Görev ayrıntıları =>
Bir çocuğun vahşice öldürülmesine köyün ve ailenin ortak olduğunu öne süren yazıyı, son cümlesinin ardından sürdürün.

Seçilen metin =>
Narin Narin çocuklarımıza narin davranılmıyor!
Bütün bir köyün, bütün bir ailenin vahşice gerçekleştirilen cinayete ortak olduğu bir durum var. Şimdi herkes katil değildir canım diyeceksiniz de! Peki, bir yavrunun öldürülmesine sebep olmak, bu vahşete engel olmamak hadi görmedin, engel olamadın, buna sessiz kalman da cinayete ortak olmak değil midir sizce?

Ham materyal =>
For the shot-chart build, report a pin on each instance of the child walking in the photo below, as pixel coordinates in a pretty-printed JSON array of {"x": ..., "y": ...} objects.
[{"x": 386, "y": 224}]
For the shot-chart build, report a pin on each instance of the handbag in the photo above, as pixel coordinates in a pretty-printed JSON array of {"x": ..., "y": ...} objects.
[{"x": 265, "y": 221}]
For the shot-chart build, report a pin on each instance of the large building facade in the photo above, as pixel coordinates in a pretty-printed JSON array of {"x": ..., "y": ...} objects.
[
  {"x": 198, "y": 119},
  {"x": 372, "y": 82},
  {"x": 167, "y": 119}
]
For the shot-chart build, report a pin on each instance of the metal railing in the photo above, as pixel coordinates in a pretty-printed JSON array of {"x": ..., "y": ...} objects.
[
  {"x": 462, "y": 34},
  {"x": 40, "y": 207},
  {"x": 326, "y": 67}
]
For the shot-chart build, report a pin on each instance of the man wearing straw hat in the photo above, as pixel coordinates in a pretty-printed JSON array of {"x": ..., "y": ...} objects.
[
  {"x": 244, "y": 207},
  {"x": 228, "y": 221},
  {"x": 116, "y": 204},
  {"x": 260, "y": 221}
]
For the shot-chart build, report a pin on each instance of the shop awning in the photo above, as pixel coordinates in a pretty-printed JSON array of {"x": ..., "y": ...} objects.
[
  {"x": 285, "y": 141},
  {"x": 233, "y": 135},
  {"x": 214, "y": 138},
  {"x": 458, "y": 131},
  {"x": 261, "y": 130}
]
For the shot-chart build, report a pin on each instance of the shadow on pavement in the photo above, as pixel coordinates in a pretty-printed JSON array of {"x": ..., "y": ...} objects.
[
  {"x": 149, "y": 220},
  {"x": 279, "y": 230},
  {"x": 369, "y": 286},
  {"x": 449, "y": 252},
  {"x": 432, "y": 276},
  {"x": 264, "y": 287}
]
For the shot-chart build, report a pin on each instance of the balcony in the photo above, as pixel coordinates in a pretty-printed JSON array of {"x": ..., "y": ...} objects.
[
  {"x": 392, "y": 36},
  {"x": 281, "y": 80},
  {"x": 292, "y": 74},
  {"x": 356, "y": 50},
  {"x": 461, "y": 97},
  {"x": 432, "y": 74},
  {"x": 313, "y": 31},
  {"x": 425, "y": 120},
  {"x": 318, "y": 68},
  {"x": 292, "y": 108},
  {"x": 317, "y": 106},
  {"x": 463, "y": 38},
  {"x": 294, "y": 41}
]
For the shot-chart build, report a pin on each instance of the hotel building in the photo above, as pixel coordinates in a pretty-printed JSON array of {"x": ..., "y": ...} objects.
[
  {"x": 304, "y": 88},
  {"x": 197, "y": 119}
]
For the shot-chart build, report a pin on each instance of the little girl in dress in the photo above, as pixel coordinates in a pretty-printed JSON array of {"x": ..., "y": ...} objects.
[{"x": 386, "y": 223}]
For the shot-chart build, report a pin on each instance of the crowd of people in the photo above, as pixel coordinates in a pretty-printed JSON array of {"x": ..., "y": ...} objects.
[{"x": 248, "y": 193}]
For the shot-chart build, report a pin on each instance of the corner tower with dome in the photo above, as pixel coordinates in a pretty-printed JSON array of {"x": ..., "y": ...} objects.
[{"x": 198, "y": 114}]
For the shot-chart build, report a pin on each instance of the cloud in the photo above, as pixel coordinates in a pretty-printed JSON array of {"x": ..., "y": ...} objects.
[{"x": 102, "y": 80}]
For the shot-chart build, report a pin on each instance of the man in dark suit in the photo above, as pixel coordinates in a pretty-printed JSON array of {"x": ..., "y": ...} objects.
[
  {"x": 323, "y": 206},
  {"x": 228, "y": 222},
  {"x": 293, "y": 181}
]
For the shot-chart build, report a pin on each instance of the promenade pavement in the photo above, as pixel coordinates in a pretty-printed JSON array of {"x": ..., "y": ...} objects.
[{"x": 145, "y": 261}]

--

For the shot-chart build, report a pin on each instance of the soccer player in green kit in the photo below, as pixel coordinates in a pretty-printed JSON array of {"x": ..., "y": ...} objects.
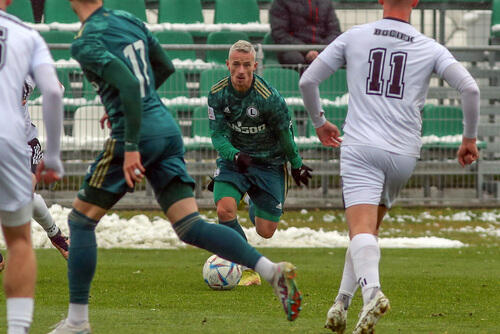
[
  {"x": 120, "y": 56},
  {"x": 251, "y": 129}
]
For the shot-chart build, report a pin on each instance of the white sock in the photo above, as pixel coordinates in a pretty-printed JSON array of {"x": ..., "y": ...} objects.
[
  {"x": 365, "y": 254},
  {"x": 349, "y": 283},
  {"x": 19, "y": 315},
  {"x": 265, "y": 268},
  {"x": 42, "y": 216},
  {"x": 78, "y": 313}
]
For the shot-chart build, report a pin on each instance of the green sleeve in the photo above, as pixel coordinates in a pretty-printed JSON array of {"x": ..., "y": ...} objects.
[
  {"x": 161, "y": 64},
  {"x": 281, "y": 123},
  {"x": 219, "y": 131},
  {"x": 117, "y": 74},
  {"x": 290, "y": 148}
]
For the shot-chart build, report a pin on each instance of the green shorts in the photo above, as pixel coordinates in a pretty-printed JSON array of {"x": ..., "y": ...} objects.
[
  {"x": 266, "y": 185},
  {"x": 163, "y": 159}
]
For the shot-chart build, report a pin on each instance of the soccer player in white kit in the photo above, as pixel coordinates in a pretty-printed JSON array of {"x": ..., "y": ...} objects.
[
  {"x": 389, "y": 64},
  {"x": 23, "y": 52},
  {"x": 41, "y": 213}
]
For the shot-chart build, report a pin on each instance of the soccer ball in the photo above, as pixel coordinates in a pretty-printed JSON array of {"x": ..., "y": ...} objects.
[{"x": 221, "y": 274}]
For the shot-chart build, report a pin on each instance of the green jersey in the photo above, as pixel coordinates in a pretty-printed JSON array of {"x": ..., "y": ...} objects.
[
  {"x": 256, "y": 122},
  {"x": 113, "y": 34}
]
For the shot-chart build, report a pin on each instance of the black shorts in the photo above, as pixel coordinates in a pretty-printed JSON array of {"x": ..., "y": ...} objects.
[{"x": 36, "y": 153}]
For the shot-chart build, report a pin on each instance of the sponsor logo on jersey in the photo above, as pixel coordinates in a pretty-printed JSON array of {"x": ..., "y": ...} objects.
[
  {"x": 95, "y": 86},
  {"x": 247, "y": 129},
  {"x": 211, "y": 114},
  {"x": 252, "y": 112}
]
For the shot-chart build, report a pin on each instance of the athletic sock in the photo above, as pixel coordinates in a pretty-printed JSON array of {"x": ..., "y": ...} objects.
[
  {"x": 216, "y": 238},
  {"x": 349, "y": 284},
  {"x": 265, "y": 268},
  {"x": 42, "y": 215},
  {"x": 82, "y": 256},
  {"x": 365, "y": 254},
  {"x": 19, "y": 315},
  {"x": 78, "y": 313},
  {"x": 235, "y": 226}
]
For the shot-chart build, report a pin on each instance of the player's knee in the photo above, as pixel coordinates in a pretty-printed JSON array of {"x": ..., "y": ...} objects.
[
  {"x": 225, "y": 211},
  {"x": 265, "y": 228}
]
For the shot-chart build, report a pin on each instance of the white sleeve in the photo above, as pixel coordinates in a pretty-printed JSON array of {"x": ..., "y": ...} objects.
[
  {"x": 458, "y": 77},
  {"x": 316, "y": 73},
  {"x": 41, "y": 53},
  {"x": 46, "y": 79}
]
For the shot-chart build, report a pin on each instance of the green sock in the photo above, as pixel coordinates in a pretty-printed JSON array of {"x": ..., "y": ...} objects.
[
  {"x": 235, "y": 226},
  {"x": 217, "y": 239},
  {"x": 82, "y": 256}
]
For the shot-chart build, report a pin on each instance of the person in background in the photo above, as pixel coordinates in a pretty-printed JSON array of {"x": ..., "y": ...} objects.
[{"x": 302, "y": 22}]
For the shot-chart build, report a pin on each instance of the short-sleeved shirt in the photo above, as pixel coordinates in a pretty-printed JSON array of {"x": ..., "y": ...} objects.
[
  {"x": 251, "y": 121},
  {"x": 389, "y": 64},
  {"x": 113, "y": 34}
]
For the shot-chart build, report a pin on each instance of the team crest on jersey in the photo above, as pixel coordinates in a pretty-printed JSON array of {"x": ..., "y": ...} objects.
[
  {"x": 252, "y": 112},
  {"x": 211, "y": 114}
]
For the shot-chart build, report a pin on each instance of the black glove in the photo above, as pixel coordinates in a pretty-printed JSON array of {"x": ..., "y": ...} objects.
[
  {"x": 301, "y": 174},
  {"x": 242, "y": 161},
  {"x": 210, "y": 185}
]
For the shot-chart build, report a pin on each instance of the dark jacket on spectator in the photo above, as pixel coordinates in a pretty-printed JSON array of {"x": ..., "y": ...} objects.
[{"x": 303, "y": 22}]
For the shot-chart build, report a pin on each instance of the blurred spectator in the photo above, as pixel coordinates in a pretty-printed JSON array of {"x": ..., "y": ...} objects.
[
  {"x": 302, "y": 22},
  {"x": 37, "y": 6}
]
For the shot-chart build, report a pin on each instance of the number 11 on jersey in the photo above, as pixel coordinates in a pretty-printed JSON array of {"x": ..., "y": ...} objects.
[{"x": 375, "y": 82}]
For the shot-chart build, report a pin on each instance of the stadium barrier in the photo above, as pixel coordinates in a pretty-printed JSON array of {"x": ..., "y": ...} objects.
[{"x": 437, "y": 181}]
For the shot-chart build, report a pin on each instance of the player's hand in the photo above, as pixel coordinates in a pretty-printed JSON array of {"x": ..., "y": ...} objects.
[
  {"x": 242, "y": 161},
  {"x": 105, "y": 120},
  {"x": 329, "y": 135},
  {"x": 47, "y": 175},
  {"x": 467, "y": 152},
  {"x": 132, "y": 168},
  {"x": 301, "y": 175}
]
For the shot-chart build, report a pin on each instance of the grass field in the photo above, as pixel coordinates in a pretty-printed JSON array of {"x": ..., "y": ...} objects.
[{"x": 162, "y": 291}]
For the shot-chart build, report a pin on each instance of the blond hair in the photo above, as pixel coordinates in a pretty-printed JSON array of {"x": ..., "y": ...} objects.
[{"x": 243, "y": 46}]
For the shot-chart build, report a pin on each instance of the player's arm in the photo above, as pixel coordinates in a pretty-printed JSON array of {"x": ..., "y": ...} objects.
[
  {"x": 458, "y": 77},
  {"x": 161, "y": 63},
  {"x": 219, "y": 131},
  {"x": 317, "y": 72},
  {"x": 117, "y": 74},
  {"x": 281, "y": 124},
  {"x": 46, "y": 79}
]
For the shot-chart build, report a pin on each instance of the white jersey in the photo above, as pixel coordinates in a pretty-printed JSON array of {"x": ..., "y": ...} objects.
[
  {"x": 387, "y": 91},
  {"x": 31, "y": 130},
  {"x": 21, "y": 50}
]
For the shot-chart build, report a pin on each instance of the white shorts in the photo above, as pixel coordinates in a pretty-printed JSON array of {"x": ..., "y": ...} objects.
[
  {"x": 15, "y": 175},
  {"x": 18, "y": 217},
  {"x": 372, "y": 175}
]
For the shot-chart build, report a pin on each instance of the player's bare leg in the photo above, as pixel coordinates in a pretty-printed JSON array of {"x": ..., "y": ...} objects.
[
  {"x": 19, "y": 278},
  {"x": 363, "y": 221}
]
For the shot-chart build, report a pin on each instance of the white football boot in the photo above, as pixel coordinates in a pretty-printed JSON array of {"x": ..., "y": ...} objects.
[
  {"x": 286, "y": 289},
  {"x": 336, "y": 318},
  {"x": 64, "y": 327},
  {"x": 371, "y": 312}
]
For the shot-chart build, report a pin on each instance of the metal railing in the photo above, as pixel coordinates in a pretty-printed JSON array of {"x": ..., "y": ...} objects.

Nihai sonuç =>
Dilsiz şeytanlar değiller mi bu sus pus ortalıkta utanmadan gezenler? Bizleri bu canilerden farklı kılan, bizim bu canilere engel olacak, kınayacak ve cezalandıracak bir tarafımız olmayacaksa insan mıyız biz? Bir suça ortak olmak değil midir bu? Üstelik sadece cinayet değil TC'ye aykırı şekilde 2. 3. eşler çıkıyor ortaya. Bakıyorsunuz ki sanki gayet normal bir durum gibi adamın 2. eşinden gayet geniş geniş bahsediliyor. Tek bir eş vardır o da resmi nikahlı eştir. Diğerleri eş değil onun adı metrestir. "Çocuğun rızası var, bir kereden bir şey olmaz" cümlelerinden de bu 2. eş muhabbetlerinden de bıktık usandık. Burası Türkiye Cumhuriyeti ve kanunlarına uyulur.
Peki, bitiyor mu bu rezil durumlar? Narinler bitmiyor, ülkenin her yerinde aile içinden ya da dışından cinsel istismar da cinayet de dinsel sömürü de bitmiyor.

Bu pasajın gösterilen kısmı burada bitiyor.